Task prompt: Give the data again exactly as it appears, excluding any pictures.

Data items:
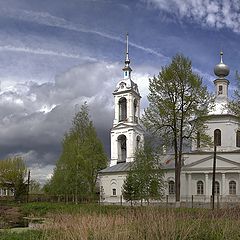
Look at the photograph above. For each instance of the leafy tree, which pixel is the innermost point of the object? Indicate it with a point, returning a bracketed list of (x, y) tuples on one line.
[(145, 178), (178, 106), (12, 175), (35, 187), (235, 103), (81, 159)]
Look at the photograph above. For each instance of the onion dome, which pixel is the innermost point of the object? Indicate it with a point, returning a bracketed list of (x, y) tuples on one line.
[(221, 70)]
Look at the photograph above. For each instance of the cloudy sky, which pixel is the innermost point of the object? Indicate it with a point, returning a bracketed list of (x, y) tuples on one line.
[(56, 54)]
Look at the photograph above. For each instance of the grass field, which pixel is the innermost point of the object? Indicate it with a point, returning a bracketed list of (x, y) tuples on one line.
[(91, 221)]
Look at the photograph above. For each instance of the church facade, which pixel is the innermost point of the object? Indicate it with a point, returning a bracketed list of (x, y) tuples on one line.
[(196, 175)]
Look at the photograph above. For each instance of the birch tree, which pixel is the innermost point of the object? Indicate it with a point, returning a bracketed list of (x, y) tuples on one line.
[(178, 106)]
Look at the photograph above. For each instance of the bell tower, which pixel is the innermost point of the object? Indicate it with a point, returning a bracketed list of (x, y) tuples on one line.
[(127, 133)]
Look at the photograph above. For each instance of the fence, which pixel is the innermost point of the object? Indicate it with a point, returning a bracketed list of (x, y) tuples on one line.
[(193, 201)]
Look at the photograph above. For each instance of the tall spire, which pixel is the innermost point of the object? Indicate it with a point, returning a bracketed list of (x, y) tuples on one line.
[(127, 60), (127, 69), (221, 55)]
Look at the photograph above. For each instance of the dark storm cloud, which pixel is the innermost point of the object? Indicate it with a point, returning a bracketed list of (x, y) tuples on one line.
[(34, 117)]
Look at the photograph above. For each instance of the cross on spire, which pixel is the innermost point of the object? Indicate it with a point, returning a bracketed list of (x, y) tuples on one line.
[(127, 69)]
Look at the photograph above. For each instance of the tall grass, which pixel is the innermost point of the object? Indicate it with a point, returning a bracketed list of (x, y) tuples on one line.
[(144, 223)]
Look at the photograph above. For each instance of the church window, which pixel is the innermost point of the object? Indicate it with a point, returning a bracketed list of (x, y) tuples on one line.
[(200, 187), (171, 187), (122, 109), (135, 110), (217, 188), (238, 138), (217, 137), (198, 140), (232, 188), (138, 142), (220, 90), (122, 148)]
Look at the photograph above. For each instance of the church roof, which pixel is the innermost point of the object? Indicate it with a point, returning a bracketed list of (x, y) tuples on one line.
[(120, 167)]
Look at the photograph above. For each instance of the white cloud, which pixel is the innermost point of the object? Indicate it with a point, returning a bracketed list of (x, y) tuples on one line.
[(43, 52), (47, 19), (211, 13)]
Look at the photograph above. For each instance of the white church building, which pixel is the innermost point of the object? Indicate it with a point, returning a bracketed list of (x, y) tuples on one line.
[(196, 174)]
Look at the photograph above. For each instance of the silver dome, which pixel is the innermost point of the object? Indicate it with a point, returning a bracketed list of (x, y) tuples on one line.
[(221, 70)]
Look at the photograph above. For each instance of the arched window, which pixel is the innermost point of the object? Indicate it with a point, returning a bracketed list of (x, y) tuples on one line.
[(198, 140), (217, 188), (138, 142), (171, 187), (238, 138), (200, 187), (114, 192), (122, 148), (135, 110), (232, 188), (122, 109), (220, 90), (217, 137)]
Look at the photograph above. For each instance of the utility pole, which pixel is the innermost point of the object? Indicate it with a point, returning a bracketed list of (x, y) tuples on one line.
[(214, 173)]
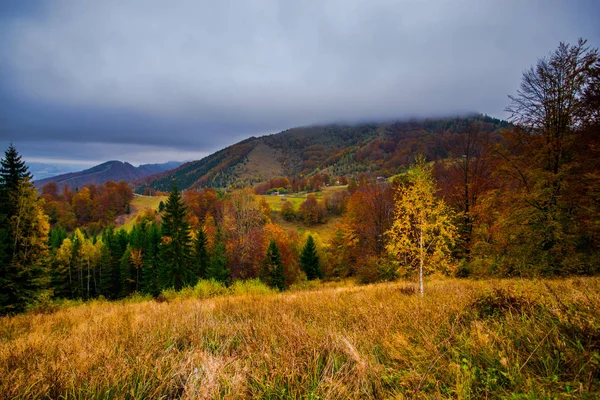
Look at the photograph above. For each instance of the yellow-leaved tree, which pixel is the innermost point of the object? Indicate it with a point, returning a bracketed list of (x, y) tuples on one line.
[(423, 231)]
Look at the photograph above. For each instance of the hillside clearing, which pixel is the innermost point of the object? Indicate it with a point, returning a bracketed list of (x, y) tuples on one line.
[(138, 204), (464, 339)]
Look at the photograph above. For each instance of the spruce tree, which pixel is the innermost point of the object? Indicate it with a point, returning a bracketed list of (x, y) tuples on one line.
[(150, 273), (273, 273), (309, 260), (217, 268), (176, 249), (23, 235), (201, 258)]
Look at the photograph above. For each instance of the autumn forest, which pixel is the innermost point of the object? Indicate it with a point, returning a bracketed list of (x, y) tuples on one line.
[(467, 198)]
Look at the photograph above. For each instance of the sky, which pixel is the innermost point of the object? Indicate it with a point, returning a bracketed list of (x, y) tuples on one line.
[(149, 81)]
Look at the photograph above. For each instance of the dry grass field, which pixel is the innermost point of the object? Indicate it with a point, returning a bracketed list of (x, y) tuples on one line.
[(464, 339), (138, 205)]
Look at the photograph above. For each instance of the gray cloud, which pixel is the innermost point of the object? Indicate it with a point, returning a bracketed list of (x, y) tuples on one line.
[(194, 76)]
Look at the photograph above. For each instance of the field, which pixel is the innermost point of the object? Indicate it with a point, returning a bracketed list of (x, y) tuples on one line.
[(324, 231), (138, 204), (463, 339)]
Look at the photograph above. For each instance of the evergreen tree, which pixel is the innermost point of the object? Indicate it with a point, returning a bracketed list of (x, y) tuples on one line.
[(273, 273), (309, 260), (201, 259), (217, 268), (175, 250), (57, 235), (423, 232), (23, 235)]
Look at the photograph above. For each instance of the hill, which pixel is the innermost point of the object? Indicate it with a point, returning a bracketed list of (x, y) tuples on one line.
[(108, 171), (376, 148)]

Expected output:
Look at the photograph above. For each instance of the leafy tree, which pixel is the innermost point of the object? Indicate it with a point, returning a bracketed list of (x, y) tuples on one line.
[(145, 178), (178, 106), (12, 175), (35, 187), (235, 103), (81, 159)]
Look at the photograph above. For each instance of the onion dome, which pixel is the innermost point of the object? Indicate it with a point, returning a bracketed list of (x, y) tuples on one line.
[(221, 70)]
Look at the photograph above. For each instance of the cloudy sky, which pixel is the innermost point of the object? Indicate it with a point, returning a bracketed list of (x, y) tuples on one line.
[(56, 54)]
Look at the photograph above. For each instance of the grass field, which pixel is the innermost point of the object? Indicate it with a point, returning a bracketed list of (x, y) tuples on one line.
[(91, 221)]
Look at the photograph above. For each instance of the church facade, which pixel is the innermost point of the object? Indicate it with a point, returning a bracketed list of (x, y) tuples on one line.
[(196, 175)]
Look at the photograph above. For each instance of the birch tree, which pixel is the innermost point of the object? Indicate it with a point, returning a bracketed list of (x, y) tuples on one line.
[(178, 106)]
Look at the photograph above. For each instance of the bell tower, which pixel is the innermost point of the object? Indicate it with a point, returning a bracketed list of (x, y) tuples on one line.
[(127, 133)]
Look at the photograph above. For each instance of the fence, which pixel is the innermost point of the object? Indicate it with a point, returning a bracketed list of (x, y) tuples on one line.
[(193, 201)]
Look at the photograph above. For each instance of the tall spire, which pixel is the innermost point of the object? Indicate it with a point, returning a bracketed list of (x, y) tuples on one line.
[(127, 60), (127, 69), (221, 55)]
Look at the photograph above. For each instance of the dark storm cloud, which pixel is the innermost point of the object? Indicate it with a point, returning a bracketed list of (x, y) tuples on one line.
[(34, 117)]
Look at the photograph above. For each instance of the cross on spire, which pixel is the innermost point of the object? Indicate it with a point, returning a bracketed list of (x, y) tuples on one line.
[(127, 69)]
Look at the photograph above. For each instance of the tall grass, which pixel is the innermost point of the object? Indicate it with a point, returning a bracketed list of (x, y) tuples on one line.
[(144, 223)]
Look at the photograph above. For each instance of the church window, which pixel is the innermost point of the object? Indicate it with a point, returning a bracketed list of (x, y) tuples on one line.
[(200, 187), (171, 187), (122, 109), (135, 110), (217, 188), (238, 138), (217, 137), (198, 140), (232, 188), (138, 142), (220, 90), (122, 148)]
Look at the photograph above. For each instance of the church roof, which pixel is the innermost point of the object? Indicate it with a point, returning a bracketed list of (x, y) tuples on one line.
[(120, 167)]
Look at the photograph above. For each instance of the white cloud, which pixel is the innermost point of the object? Indicate it with a point, returning a bracketed list of (x, y) tuples on one line.
[(43, 52), (47, 19), (211, 13)]
Look at the photograph above. For each instance of the white church building, which pixel is the innermost point of the object? Indicate it with a point, returning a bracketed list of (x, y) tuples on one line.
[(196, 174)]
Look at the photograph above. For each instance of the silver dome, which pixel is the innermost point of the object? Indicate it with a point, returning a bracketed list of (x, y) tuples on one line.
[(221, 70)]
Look at the photograph above. For each instance of the arched window, which pixel is the innermost point of the object? Indicate it with a point, returning a bracketed list of (x, y) tuples on one line.
[(198, 140), (217, 188), (138, 142), (171, 187), (238, 138), (200, 187), (114, 192), (122, 148), (135, 110), (232, 188), (122, 109), (220, 90), (217, 137)]
Look at the photograph above. For each instance of the utility pole, which pixel is the innermost point of the object? Indicate it with a point, returning a bracketed list of (x, y) tuples on one line.
[(214, 173)]
Look at the photograph above. For each instance of the yellow-leaved tree, which pixel is the innermost point of the object? Indicate it with a point, returning a bracketed list of (x, y) tuples on one line.
[(423, 231)]
Look at the photograph above. For each instance of the hillside clearing, which pixel is the innermost point of the object? Indicate it with a point, returning a bracketed list of (x, y) tuples on one line.
[(138, 204), (464, 339)]
Look at the photograph above. For each instance of the spruce tree, which pixel is the innermost point of the object? Indicate it with a point, returning a bracketed list of (x, y) tuples on one line.
[(150, 273), (273, 273), (309, 260), (217, 268), (176, 249), (23, 235), (201, 258)]
Look at the photograph above. For each instance of the autumn forest, which pixel is the innermost point of the object? Indicate it with a point, returning a bracketed list of (x, y) tuples on one line.
[(467, 198)]
Look at the photograph above. For each instance of the sky, which pixel is the innermost point of the object? Indicate it with a point, returning a bracketed list of (x, y) tuples on one line.
[(149, 81)]
Look at the photograph above. For each instance of the dry grass field, which pixel is the innermost point of the object? Indicate it with a point, returning a bracketed list of (x, y) tuples on one line.
[(464, 339), (138, 205)]
Look at the photograph above. For each instance of the gray cloud, which pixel is the innermost point of the object? Indicate it with a point, returning a bracketed list of (x, y) tuples on one line.
[(194, 76)]
Look at the photograph above. For each instance of the field, which pixel is the innermost point of the object? Indicate it with a point, returning a bracketed list of (x, y) tuples on one line.
[(324, 231), (138, 204), (463, 339)]
Look at the photograph above. For each instance of the evergreen tree, which pixel is the innermost point of the object? Indicate it with a point, returning a bracketed list of (x, y) tuples on one line.
[(273, 273), (309, 260), (201, 259), (217, 268), (175, 250), (57, 235), (423, 232), (23, 235)]
Look at the photograph above. For each instance of the hill, which pixel is the innermost point of the object? Indicate it with a point, returning a bracketed list of (x, y) tuples on one line.
[(108, 171), (376, 148)]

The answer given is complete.